BEGIN Page extract

Data Explorer

Data Explorer Overview

The Data Explorer feature is a powerful insight-driven tool for data analysis, designed to provide users with maximum flexibility and comprehensiveness when it comes to multi-dimensional report generation. With the ability to create reports that aggregate data across various fields, users can tailor their reports to reflect the exact cost measurements and dimensions they need.

Data Explorer is unique due to its explorative capabilities, which allow for the aggregation of complex data tailored to select cost measurements and dimensions, whether on a daily, weekly, or monthly basis. This level of granularity enables users to gain deeper insights and a more accurate understanding of their costs, ultimately empowering them to make more informed decisions.

Use cases

The Data Explorer feature can be utilized in various scenarios, including but not limited to:

Assess Resource IDs, allowing for an in-depth look at various aspects such as usage types and product families, enhanced by the ability to filter results according to specific services.
Track and analyze the cost-related aspects of sub-services, offering insights into the utilization of resources like S3 storage and NAT gateway, measured in hours and gigabytes.

END Page extract
BEGIN Data listing

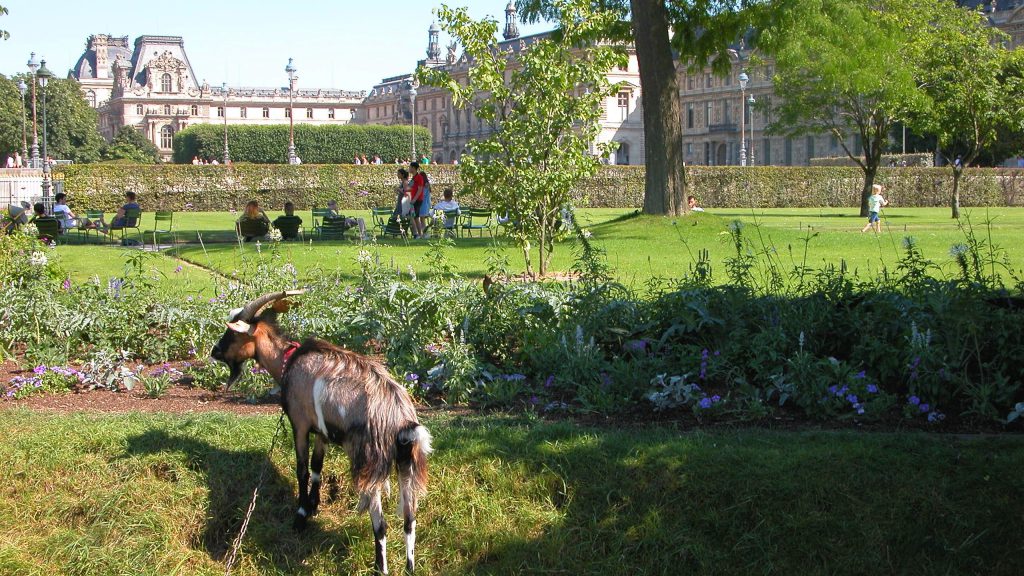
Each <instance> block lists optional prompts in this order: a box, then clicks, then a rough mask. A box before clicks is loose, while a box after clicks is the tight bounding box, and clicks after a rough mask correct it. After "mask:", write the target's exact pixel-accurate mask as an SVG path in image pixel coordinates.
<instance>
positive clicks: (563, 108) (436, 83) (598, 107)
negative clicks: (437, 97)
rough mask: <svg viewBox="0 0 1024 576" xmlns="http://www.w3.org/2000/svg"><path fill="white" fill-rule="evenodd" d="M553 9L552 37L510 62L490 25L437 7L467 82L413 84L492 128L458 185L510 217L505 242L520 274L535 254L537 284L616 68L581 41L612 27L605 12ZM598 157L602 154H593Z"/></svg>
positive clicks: (588, 149) (599, 153) (540, 42)
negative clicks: (519, 253)
mask: <svg viewBox="0 0 1024 576" xmlns="http://www.w3.org/2000/svg"><path fill="white" fill-rule="evenodd" d="M554 4H555V5H556V6H557V7H558V10H559V14H560V15H561V20H560V30H561V34H560V35H559V36H558V37H557V38H554V39H543V40H540V41H537V42H531V43H530V44H528V45H527V46H525V47H524V48H520V49H519V50H518V51H517V52H514V53H512V54H509V53H506V52H504V51H503V50H501V49H499V47H498V45H497V42H496V40H495V38H496V34H497V31H498V23H497V22H495V20H493V19H484V20H479V22H476V20H472V19H471V18H470V17H469V16H468V15H467V13H466V10H465V9H464V8H459V9H452V8H449V7H447V6H443V5H442V6H441V7H440V8H438V9H437V19H438V22H439V24H440V26H441V28H442V29H443V30H445V31H447V32H449V33H450V34H451V35H452V36H453V37H454V38H456V39H457V41H458V42H459V43H460V44H462V45H463V46H464V48H465V52H466V54H467V56H468V57H469V60H470V70H469V74H468V82H467V83H466V84H462V83H460V82H459V80H458V79H456V78H454V77H453V76H452V75H451V74H450V73H449V72H447V71H446V70H443V69H433V70H432V69H421V70H420V71H419V72H418V77H419V79H420V80H421V81H422V82H424V83H426V84H430V85H433V86H438V87H443V88H445V89H447V90H450V91H451V92H452V94H453V102H454V106H455V107H456V108H460V109H464V108H467V107H472V109H473V111H474V113H475V115H476V117H477V118H479V119H480V120H481V121H483V122H486V123H487V124H488V125H489V126H490V127H492V132H490V134H489V135H488V136H487V137H485V138H477V139H474V140H472V141H471V142H470V143H469V145H468V152H469V154H467V155H465V156H464V157H463V162H462V167H461V174H462V177H463V179H464V181H465V182H466V183H467V184H468V186H470V187H471V188H474V189H475V190H479V191H480V192H481V193H482V194H483V195H485V196H486V197H487V199H488V201H489V202H490V203H492V205H493V207H494V208H495V209H496V210H497V211H498V213H499V214H505V215H507V216H508V217H509V218H510V222H511V224H510V227H509V230H510V236H511V237H512V238H513V239H514V240H515V241H516V243H517V244H518V245H519V246H520V247H521V248H522V250H523V257H524V259H525V263H526V268H527V272H529V273H532V265H531V261H530V251H531V249H532V248H534V247H536V248H537V251H538V270H539V272H540V274H542V275H544V274H545V273H546V272H547V266H548V263H549V260H550V257H551V253H552V251H553V250H554V240H555V238H556V237H557V236H558V235H560V234H564V232H565V231H566V229H567V228H568V227H569V225H570V224H571V219H570V217H566V215H569V214H570V213H571V212H570V211H568V212H566V208H567V207H568V205H569V204H570V203H571V201H572V190H573V188H574V186H575V183H577V182H579V181H580V179H581V178H584V177H587V176H589V175H591V174H593V173H594V172H595V171H596V169H597V167H598V163H599V161H598V158H597V157H596V156H595V155H593V154H592V153H591V146H592V145H593V142H594V141H595V139H596V137H597V135H598V133H599V130H600V125H599V118H600V110H601V109H600V104H601V101H602V100H603V99H604V98H606V97H608V96H610V95H611V94H613V93H614V90H615V88H616V86H615V85H612V84H610V83H609V82H608V79H607V71H608V70H610V69H611V68H612V67H614V66H618V65H621V64H623V63H624V60H625V57H624V56H623V54H622V53H621V52H620V51H618V50H615V49H614V48H613V47H612V46H609V45H606V44H597V45H595V44H593V43H590V42H588V41H587V40H588V39H590V38H593V37H594V32H595V30H598V29H600V28H601V27H605V26H609V25H610V24H611V23H612V22H613V20H612V19H611V18H610V17H609V14H608V13H607V12H594V11H592V10H591V9H590V7H589V6H588V2H587V1H586V0H555V1H554ZM480 94H486V96H485V97H480ZM598 151H599V155H600V156H606V155H607V153H608V152H609V151H610V145H607V143H604V145H598Z"/></svg>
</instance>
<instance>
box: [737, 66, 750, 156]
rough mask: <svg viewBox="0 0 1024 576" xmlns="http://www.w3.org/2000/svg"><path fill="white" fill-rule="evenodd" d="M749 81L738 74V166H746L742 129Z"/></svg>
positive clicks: (744, 77)
mask: <svg viewBox="0 0 1024 576" xmlns="http://www.w3.org/2000/svg"><path fill="white" fill-rule="evenodd" d="M750 79H751V77H750V76H746V73H745V72H740V73H739V165H740V166H746V132H745V130H744V129H745V127H744V125H743V124H744V120H745V116H746V115H745V110H744V109H743V107H744V106H746V105H745V102H744V100H745V99H746V97H745V96H746V82H749V81H750Z"/></svg>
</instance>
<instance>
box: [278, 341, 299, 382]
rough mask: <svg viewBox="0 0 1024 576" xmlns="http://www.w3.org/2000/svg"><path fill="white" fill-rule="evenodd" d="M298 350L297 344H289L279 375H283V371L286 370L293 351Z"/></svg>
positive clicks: (286, 349) (281, 366)
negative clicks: (284, 358) (284, 359)
mask: <svg viewBox="0 0 1024 576" xmlns="http://www.w3.org/2000/svg"><path fill="white" fill-rule="evenodd" d="M297 349H299V342H289V343H288V349H286V351H285V362H284V363H282V365H281V373H282V374H284V373H285V370H288V363H289V362H290V361H291V360H292V355H293V354H295V351H297Z"/></svg>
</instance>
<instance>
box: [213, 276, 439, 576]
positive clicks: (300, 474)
mask: <svg viewBox="0 0 1024 576" xmlns="http://www.w3.org/2000/svg"><path fill="white" fill-rule="evenodd" d="M301 293H302V291H299V290H296V291H288V292H279V293H274V294H266V295H264V296H261V297H259V298H257V299H255V300H253V301H251V302H249V303H248V304H246V306H245V307H243V308H238V310H234V311H231V315H230V318H229V319H228V323H227V330H226V331H225V332H224V335H223V336H221V338H220V341H218V342H217V344H216V345H214V347H213V352H212V354H211V356H212V357H213V358H214V359H216V360H219V361H221V362H223V363H224V364H226V365H227V366H228V368H229V369H230V374H229V376H228V380H227V384H226V385H225V388H226V387H230V385H231V384H233V383H234V381H236V380H238V378H239V376H240V375H241V373H242V369H243V367H244V365H245V363H246V362H247V361H249V360H256V362H257V363H259V365H260V366H261V367H262V368H263V369H265V370H266V371H267V372H269V373H270V375H271V376H272V377H273V379H274V380H276V382H278V383H279V384H280V385H281V404H282V406H283V407H284V409H285V413H286V414H287V415H288V420H289V421H290V422H291V424H292V433H293V434H294V436H295V457H296V466H295V474H296V477H297V478H298V481H299V509H298V511H297V512H296V516H295V526H296V527H297V528H300V529H301V528H303V527H304V526H305V523H306V520H307V519H308V518H309V517H311V516H313V515H314V513H316V508H317V506H318V505H319V489H321V470H322V469H323V467H324V454H325V451H326V449H327V443H328V442H332V443H334V444H339V445H341V447H342V448H343V449H344V450H345V453H346V454H348V458H349V461H350V463H351V477H352V481H353V483H354V485H355V490H356V492H357V493H358V495H359V505H358V508H359V510H360V511H361V510H365V509H369V511H370V520H371V522H372V524H373V529H374V541H375V544H376V545H375V550H376V553H375V563H374V564H375V566H376V568H377V571H378V572H379V573H381V574H387V523H386V522H385V520H384V513H383V509H382V507H381V492H382V491H387V490H388V477H389V476H390V472H391V467H392V464H394V465H395V467H397V469H398V487H399V504H398V506H399V513H400V515H401V516H402V518H403V519H404V522H406V526H404V532H406V570H407V571H408V572H410V573H412V571H413V557H414V551H415V548H416V508H417V501H418V499H419V497H420V496H421V495H422V494H424V493H425V492H426V488H427V455H428V454H429V453H430V433H429V431H427V428H425V427H424V426H422V425H421V424H420V423H419V420H418V419H417V416H416V409H415V407H414V406H413V402H412V400H411V399H410V397H409V394H408V393H407V392H406V388H404V387H402V386H401V384H399V383H398V382H396V381H395V379H394V378H393V377H391V375H390V374H389V373H388V371H387V369H386V368H385V367H384V366H382V365H381V364H380V363H379V362H377V361H375V360H373V359H371V358H368V357H366V356H362V355H359V354H356V353H353V352H350V351H347V349H344V348H342V347H339V346H336V345H334V344H331V343H329V342H326V341H323V340H317V339H308V340H306V341H304V342H302V344H301V345H299V344H297V343H295V342H290V341H289V340H287V339H286V338H285V337H283V336H282V335H281V331H280V329H279V328H278V323H276V315H278V313H279V312H284V311H287V310H288V301H287V300H285V298H286V297H287V296H293V295H297V294H301ZM271 304H272V306H271ZM267 306H271V307H267ZM264 308H266V310H265V312H264ZM310 433H312V434H313V437H314V443H313V454H312V474H311V475H310V474H308V467H309V434H310ZM310 481H311V482H310ZM307 484H308V485H309V488H308V491H307Z"/></svg>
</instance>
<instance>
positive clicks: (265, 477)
mask: <svg viewBox="0 0 1024 576" xmlns="http://www.w3.org/2000/svg"><path fill="white" fill-rule="evenodd" d="M284 424H285V411H284V410H282V412H281V418H278V429H276V430H275V431H274V433H273V440H271V441H270V451H269V452H267V454H266V462H264V463H263V469H262V470H260V472H259V480H258V481H257V482H256V488H254V489H253V499H252V500H250V502H249V509H248V510H246V518H245V520H243V521H242V528H240V529H239V535H238V536H236V537H234V543H233V544H231V553H230V556H228V557H227V565H226V566H225V568H224V576H230V574H231V567H232V566H234V560H236V558H237V557H238V554H239V548H241V547H242V539H243V538H245V537H246V531H247V530H249V519H251V518H252V516H253V510H254V509H256V495H257V494H259V489H260V488H262V487H263V481H264V480H265V479H266V470H267V468H269V467H270V457H271V456H272V455H273V447H274V446H275V445H276V444H278V437H279V436H281V430H282V428H284Z"/></svg>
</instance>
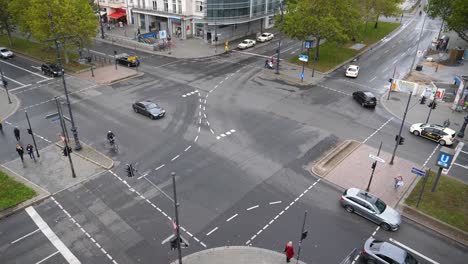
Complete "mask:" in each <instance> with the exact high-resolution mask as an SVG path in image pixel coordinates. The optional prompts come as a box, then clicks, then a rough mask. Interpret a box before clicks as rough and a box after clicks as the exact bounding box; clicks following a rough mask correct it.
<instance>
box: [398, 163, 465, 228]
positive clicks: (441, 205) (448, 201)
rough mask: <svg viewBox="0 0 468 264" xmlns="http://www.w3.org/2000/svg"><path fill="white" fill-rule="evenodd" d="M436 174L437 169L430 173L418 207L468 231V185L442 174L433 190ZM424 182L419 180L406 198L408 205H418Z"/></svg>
mask: <svg viewBox="0 0 468 264" xmlns="http://www.w3.org/2000/svg"><path fill="white" fill-rule="evenodd" d="M436 174H437V173H436V172H435V171H432V172H431V174H430V175H429V178H428V180H427V184H426V187H425V189H424V193H423V197H422V200H421V202H420V203H419V208H418V209H419V210H420V211H422V212H424V213H426V214H428V215H430V216H432V217H434V218H437V219H439V220H441V221H443V222H445V223H447V224H450V225H453V226H455V227H457V228H459V229H461V230H463V231H465V232H468V221H467V216H468V206H467V204H468V185H467V184H464V183H462V182H460V181H457V180H455V179H452V178H450V177H447V176H444V175H442V176H441V178H440V180H439V183H438V185H437V189H436V191H435V192H431V189H432V185H433V183H434V179H435V176H436ZM422 182H423V181H422V180H420V181H419V182H418V185H417V186H416V187H415V188H414V189H413V191H412V192H411V194H410V195H409V197H408V198H407V199H406V203H407V204H408V205H410V206H413V207H415V206H416V202H417V199H418V195H419V192H420V191H421V188H422Z"/></svg>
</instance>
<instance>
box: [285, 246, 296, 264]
mask: <svg viewBox="0 0 468 264" xmlns="http://www.w3.org/2000/svg"><path fill="white" fill-rule="evenodd" d="M284 252H285V253H286V262H288V263H289V262H290V261H291V259H292V257H293V256H294V247H293V245H292V241H289V242H288V243H287V244H286V247H285V248H284Z"/></svg>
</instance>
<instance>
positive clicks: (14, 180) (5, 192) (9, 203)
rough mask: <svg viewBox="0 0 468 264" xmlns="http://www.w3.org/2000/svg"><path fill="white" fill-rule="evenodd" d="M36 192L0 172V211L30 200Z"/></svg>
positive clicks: (34, 195)
mask: <svg viewBox="0 0 468 264" xmlns="http://www.w3.org/2000/svg"><path fill="white" fill-rule="evenodd" d="M35 195H36V192H35V191H34V190H32V189H30V188H28V187H27V186H25V185H24V184H22V183H20V182H17V181H15V180H14V179H12V178H10V177H9V176H8V175H7V174H6V173H4V172H2V171H0V211H2V210H5V209H7V208H10V207H13V206H15V205H17V204H19V203H21V202H24V201H26V200H28V199H31V198H32V197H34V196H35Z"/></svg>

END Data listing

• [Task 1] Write out the Data Explorer page word for word, in full.
• [Task 2] Please pull out the lines of the entries from their beginning up to and including the line with "negative clicks: (437, 97)", and omit any pictures.
The Data Explorer page has no connection to the entries.

• [Answer space 1]
Data Explorer

Data Explorer Overview

The Data Explorer feature is a powerful insight-driven tool for data analysis, designed to provide users with maximum flexibility and comprehensiveness when it comes to multi-dimensional report generation. With the ability to create reports that aggregate data across various fields, users can tailor their reports to reflect the exact cost measurements and dimensions they need.

Data Explorer is unique due to its explorative capabilities, which allow for the aggregation of complex data tailored to select cost measurements and dimensions, whether on a daily, weekly, or monthly basis. This level of granularity enables users to gain deeper insights and a more accurate understanding of their costs, ultimately empowering them to make more informed decisions.

Use cases

The Data Explorer feature can be utilized in various scenarios, including but not limited to:

Assess Resource IDs, allowing for an in-depth look at various aspects such as usage types and product families, enhanced by the ability to filter results according to specific services.
Track and analyze the cost-related aspects of sub-services, offering insights into the utilization of resources like S3 storage and NAT gateway, measured in hours and gigabytes.

• [Answer space 2]
Each <instance> block lists optional prompts in this order: a box, then clicks, then a rough mask. A box before clicks is loose, while a box after clicks is the tight bounding box, and clicks after a rough mask correct it. After "mask:", write the target's exact pixel-accurate mask as an SVG path in image pixel coordinates.
<instance>
positive clicks: (563, 108) (436, 83) (598, 107)
negative clicks: (437, 97)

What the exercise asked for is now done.